§ Written exercise
Render all the lines of the rows below as a Markdown table with the columns Number and Line, numbering each line and omitting blank lines.
┌──
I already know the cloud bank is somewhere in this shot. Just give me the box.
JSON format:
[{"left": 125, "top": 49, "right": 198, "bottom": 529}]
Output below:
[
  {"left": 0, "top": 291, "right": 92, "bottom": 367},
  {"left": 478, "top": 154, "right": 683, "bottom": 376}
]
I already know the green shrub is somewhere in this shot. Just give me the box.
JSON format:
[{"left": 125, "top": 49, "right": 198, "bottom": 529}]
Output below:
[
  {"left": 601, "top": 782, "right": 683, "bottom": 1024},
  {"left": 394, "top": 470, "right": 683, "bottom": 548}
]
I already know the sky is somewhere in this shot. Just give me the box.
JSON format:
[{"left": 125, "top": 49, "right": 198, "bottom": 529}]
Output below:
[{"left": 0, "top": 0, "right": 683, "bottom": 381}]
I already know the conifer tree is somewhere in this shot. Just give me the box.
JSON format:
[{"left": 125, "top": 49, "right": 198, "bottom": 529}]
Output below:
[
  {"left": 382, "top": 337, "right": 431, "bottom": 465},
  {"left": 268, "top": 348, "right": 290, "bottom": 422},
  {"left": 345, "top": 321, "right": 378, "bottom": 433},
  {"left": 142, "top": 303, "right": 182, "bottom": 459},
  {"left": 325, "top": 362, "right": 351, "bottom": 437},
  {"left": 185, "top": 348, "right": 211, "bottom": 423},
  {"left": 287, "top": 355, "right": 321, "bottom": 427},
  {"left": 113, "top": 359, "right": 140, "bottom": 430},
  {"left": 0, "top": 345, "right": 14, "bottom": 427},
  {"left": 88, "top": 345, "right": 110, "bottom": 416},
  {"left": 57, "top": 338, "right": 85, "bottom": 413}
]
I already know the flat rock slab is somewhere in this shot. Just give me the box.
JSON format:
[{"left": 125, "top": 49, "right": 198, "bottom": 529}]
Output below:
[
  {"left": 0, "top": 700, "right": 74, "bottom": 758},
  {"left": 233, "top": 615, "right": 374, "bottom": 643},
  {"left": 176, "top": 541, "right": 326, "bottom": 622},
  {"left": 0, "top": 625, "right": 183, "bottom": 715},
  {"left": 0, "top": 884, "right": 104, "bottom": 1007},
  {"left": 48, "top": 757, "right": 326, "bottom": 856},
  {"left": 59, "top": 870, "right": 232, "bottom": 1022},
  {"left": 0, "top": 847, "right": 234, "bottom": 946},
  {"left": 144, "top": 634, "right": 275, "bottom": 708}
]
└──
§ The output
| Number | Line |
|---|---|
| 1 | I already know the cloud bank is somewhere in this shot. Just give me the box. |
| 2 | JSON format: |
| 3 | [{"left": 125, "top": 49, "right": 198, "bottom": 529}] |
| 4 | Output below: |
| 5 | [ |
| 6 |   {"left": 0, "top": 291, "right": 92, "bottom": 367}, |
| 7 |   {"left": 478, "top": 154, "right": 683, "bottom": 376} |
| 8 | ] |
| 9 | I already know the green shrub is somewhere in this shot. Just give me the box. |
| 10 | JSON format: |
| 11 | [{"left": 125, "top": 49, "right": 198, "bottom": 529}] |
| 12 | Output below: |
| 13 | [ |
| 14 |   {"left": 601, "top": 782, "right": 683, "bottom": 1024}, |
| 15 |   {"left": 394, "top": 470, "right": 683, "bottom": 548} |
| 16 | ] |
| 17 | I already know the sky is somewhere in this shot. Just give me the box. |
| 18 | JSON format: |
| 19 | [{"left": 125, "top": 49, "right": 198, "bottom": 529}] |
| 20 | Output below: |
| 21 | [{"left": 0, "top": 0, "right": 683, "bottom": 381}] |
| 22 | I already know the conifer tree is somewhere in this shot. Just give me the box. |
| 23 | JSON format: |
| 24 | [{"left": 125, "top": 49, "right": 198, "bottom": 529}] |
| 25 | Output below: |
| 26 | [ |
| 27 |   {"left": 382, "top": 337, "right": 431, "bottom": 465}, |
| 28 |   {"left": 268, "top": 348, "right": 290, "bottom": 422}, |
| 29 |   {"left": 345, "top": 321, "right": 378, "bottom": 433}, |
| 30 |   {"left": 142, "top": 303, "right": 182, "bottom": 459}, |
| 31 |   {"left": 325, "top": 362, "right": 351, "bottom": 437}, |
| 32 |   {"left": 185, "top": 348, "right": 211, "bottom": 423}, |
| 33 |   {"left": 287, "top": 355, "right": 321, "bottom": 427}, |
| 34 |   {"left": 113, "top": 359, "right": 140, "bottom": 430}, |
| 35 |   {"left": 0, "top": 345, "right": 14, "bottom": 427}, |
| 36 |   {"left": 88, "top": 345, "right": 110, "bottom": 416}, |
| 37 |   {"left": 57, "top": 338, "right": 85, "bottom": 413} |
| 38 | ] |
| 39 | I already know the flat rock slab is somewhere in this shot. Just give me the box. |
| 40 | JSON format: |
| 41 | [{"left": 125, "top": 49, "right": 198, "bottom": 529}] |
| 42 | Output below: |
| 43 | [ |
| 44 |   {"left": 0, "top": 700, "right": 74, "bottom": 758}, |
| 45 |   {"left": 233, "top": 615, "right": 374, "bottom": 643}, |
| 46 |   {"left": 176, "top": 541, "right": 326, "bottom": 622}, |
| 47 |   {"left": 0, "top": 625, "right": 183, "bottom": 715}, |
| 48 |   {"left": 0, "top": 884, "right": 104, "bottom": 1007}, |
| 49 |   {"left": 48, "top": 757, "right": 326, "bottom": 856}, |
| 50 |   {"left": 59, "top": 870, "right": 232, "bottom": 1022}, |
| 51 |   {"left": 0, "top": 847, "right": 234, "bottom": 946}, |
| 52 |   {"left": 144, "top": 634, "right": 275, "bottom": 708} |
| 53 | ] |